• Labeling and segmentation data
::::::

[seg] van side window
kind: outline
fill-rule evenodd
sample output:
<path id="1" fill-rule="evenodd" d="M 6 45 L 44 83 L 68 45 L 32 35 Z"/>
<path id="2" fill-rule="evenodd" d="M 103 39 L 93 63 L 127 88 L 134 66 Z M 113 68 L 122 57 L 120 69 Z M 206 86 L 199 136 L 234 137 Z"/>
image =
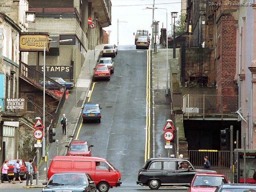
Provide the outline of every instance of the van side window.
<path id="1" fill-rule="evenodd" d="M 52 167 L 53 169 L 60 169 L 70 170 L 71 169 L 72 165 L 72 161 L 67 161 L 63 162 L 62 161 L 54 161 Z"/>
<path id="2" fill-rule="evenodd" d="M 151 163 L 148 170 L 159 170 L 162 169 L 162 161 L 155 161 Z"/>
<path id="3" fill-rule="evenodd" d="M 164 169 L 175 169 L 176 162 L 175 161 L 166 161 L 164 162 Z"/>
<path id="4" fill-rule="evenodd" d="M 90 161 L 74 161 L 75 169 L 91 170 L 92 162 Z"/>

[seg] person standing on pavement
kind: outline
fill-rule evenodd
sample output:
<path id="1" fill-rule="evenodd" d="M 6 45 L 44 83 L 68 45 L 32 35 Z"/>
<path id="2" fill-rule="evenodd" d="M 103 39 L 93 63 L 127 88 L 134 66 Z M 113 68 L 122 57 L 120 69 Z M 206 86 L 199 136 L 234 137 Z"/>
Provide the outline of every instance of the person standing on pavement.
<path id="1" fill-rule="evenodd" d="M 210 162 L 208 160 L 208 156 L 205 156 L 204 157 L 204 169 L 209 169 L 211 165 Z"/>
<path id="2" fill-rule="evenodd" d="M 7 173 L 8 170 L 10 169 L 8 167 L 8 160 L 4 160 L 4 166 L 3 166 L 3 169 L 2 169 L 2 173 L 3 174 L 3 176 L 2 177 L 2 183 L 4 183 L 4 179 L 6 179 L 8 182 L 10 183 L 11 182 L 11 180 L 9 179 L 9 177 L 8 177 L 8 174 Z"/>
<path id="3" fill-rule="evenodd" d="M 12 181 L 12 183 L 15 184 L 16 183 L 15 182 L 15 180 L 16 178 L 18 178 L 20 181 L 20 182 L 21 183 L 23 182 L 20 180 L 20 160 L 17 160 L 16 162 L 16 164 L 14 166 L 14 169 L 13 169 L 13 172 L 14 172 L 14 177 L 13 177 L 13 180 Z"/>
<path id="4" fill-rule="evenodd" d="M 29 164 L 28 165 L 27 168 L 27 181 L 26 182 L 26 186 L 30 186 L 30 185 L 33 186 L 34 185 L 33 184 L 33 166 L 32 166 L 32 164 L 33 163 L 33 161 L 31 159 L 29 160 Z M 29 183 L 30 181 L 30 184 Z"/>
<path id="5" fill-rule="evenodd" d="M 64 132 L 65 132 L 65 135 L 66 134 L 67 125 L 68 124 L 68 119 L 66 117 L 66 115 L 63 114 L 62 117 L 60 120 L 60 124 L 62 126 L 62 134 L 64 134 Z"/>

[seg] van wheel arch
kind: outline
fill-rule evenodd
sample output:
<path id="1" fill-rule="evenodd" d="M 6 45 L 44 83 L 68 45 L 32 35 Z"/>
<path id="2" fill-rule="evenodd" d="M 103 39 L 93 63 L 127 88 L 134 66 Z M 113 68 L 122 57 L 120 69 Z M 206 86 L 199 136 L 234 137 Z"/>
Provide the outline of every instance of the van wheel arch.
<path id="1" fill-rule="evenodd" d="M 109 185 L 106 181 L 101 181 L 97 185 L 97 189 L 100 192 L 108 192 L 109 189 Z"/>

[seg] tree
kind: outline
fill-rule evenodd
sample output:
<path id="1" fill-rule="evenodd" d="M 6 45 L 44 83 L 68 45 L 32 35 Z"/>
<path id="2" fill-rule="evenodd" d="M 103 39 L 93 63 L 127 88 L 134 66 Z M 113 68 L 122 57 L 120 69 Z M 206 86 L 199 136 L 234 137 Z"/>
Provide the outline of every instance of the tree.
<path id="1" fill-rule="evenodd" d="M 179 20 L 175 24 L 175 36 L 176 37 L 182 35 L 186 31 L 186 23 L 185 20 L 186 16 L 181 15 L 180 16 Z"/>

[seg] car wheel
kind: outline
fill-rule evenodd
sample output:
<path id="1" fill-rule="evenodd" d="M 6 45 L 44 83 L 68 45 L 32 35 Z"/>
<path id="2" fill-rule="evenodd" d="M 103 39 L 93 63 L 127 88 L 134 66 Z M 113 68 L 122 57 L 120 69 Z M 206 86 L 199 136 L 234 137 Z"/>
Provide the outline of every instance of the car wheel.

::::::

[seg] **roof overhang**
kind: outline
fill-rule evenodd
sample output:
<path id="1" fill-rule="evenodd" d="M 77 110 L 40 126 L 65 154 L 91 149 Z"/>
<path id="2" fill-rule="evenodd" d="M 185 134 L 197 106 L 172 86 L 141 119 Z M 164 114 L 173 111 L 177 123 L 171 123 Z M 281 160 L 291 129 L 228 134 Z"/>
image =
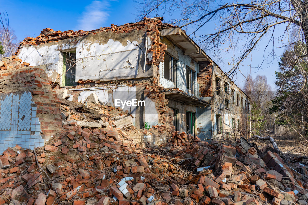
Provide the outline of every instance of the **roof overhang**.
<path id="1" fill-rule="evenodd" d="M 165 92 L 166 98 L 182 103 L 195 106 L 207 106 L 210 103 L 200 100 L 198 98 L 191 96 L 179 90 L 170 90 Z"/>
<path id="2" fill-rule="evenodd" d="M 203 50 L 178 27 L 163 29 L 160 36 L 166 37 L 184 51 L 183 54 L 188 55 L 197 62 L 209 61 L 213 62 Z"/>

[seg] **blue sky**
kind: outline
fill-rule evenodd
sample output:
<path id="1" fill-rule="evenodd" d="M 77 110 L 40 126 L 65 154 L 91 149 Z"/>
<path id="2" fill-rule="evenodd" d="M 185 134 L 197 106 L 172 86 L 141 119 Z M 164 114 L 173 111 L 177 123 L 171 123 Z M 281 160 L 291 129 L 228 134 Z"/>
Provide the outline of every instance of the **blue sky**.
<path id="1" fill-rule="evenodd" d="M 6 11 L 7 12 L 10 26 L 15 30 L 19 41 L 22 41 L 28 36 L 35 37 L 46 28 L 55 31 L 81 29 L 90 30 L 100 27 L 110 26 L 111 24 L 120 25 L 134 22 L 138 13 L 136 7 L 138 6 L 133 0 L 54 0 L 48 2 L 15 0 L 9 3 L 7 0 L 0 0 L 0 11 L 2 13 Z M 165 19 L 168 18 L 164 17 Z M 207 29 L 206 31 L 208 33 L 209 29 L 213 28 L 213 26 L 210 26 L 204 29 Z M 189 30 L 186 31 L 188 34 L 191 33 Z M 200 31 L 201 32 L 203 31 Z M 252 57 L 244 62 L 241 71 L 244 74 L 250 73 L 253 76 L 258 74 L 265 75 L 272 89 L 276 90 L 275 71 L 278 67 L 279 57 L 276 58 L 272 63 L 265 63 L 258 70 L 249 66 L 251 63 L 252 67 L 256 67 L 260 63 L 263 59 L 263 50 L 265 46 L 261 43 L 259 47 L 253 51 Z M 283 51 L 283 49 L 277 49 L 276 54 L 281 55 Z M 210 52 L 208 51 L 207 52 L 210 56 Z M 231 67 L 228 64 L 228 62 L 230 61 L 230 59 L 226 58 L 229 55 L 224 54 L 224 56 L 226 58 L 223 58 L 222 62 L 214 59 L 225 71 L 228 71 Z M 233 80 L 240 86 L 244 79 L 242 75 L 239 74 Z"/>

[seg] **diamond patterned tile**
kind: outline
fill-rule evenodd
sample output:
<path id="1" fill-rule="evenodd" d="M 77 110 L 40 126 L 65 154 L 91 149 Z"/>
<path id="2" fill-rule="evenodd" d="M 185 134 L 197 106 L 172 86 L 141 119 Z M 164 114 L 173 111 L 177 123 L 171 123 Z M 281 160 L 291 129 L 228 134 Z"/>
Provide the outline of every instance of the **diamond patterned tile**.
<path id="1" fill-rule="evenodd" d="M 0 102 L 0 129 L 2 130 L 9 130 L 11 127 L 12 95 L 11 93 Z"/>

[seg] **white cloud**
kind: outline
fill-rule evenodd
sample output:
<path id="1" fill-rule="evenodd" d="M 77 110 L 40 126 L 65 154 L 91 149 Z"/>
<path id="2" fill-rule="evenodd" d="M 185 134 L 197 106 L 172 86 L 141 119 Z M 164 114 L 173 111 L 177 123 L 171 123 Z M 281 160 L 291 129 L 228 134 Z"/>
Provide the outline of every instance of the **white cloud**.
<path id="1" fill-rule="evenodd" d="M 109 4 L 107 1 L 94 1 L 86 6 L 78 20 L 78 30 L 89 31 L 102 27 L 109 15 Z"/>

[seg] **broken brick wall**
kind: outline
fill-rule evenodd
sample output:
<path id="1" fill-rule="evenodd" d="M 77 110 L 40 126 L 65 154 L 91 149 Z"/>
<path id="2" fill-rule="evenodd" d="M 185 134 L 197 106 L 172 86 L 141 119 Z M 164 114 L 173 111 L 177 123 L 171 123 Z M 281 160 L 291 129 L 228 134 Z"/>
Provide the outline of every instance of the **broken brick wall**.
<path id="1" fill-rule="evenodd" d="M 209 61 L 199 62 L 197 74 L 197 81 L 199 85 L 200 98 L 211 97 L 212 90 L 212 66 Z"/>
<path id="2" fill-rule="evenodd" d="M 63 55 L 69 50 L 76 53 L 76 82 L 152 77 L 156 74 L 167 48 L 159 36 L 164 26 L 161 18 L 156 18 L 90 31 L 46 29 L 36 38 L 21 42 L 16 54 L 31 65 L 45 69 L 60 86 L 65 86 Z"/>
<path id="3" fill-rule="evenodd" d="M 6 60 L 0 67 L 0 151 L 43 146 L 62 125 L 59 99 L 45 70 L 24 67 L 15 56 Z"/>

::::::

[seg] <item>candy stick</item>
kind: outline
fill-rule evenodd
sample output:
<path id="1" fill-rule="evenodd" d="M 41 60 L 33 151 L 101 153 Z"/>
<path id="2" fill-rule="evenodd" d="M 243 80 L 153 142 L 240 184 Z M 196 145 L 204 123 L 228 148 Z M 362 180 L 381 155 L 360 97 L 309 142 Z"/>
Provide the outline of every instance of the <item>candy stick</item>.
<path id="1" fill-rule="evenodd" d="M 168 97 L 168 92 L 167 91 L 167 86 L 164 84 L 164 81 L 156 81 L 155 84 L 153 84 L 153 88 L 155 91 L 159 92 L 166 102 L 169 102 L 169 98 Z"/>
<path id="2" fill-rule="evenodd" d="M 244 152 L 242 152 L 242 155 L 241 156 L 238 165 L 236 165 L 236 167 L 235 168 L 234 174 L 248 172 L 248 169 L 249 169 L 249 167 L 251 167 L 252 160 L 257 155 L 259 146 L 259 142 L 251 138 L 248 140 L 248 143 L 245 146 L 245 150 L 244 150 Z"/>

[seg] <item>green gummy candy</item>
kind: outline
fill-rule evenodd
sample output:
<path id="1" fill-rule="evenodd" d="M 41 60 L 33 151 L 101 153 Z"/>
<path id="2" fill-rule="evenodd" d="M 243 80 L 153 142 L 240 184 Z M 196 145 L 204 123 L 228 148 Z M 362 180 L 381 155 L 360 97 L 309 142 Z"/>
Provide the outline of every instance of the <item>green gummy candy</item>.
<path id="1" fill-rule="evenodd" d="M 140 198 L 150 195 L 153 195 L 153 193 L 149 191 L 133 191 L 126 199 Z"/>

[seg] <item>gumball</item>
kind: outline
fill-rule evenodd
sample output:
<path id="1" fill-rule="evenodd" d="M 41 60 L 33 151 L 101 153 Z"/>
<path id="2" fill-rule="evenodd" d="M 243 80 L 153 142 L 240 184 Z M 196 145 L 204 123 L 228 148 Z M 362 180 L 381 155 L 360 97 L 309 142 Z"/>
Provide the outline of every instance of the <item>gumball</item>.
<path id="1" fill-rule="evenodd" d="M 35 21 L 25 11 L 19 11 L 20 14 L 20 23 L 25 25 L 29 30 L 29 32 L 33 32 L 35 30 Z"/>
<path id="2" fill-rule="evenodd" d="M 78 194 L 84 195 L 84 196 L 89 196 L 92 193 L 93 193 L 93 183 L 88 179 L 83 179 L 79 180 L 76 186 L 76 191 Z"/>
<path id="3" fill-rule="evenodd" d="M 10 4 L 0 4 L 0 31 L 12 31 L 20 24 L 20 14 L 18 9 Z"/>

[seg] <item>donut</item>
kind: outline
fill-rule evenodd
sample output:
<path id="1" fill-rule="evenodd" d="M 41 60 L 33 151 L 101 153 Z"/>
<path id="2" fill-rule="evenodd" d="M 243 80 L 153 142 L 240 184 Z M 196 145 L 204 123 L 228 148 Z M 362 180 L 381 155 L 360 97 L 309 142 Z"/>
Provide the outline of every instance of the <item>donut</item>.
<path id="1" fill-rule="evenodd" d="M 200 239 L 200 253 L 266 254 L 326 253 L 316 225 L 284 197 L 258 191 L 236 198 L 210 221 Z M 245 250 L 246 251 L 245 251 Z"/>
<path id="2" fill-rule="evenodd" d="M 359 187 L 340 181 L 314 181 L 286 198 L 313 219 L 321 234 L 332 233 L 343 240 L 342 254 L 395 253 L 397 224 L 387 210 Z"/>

::::::

• Written request
List the data from the line containing "[seg] van side window" through the line containing "90 161 L 74", inclusive, as a numbered list without blank lines. Leave out the pictures.

• Full answer
1. [seg] van side window
2. kind: outline
3. fill-rule evenodd
4. sample output:
5. <path id="1" fill-rule="evenodd" d="M 6 45 L 44 83 L 68 45 L 32 35 Z"/>
6. <path id="2" fill-rule="evenodd" d="M 103 39 L 93 63 L 127 88 L 134 66 Z M 113 68 L 122 57 L 120 69 Z M 206 86 L 199 136 L 234 137 Z"/>
7. image =
8. Provide the outline of every instance of the van side window.
9. <path id="1" fill-rule="evenodd" d="M 52 167 L 53 169 L 60 169 L 70 170 L 71 169 L 72 165 L 72 161 L 67 161 L 63 162 L 62 161 L 54 161 Z"/>
10. <path id="2" fill-rule="evenodd" d="M 151 163 L 148 170 L 159 170 L 162 169 L 162 161 L 155 161 Z"/>
11. <path id="3" fill-rule="evenodd" d="M 164 169 L 175 169 L 176 162 L 175 161 L 166 161 L 164 162 Z"/>
12. <path id="4" fill-rule="evenodd" d="M 90 161 L 74 161 L 75 169 L 91 170 L 92 162 Z"/>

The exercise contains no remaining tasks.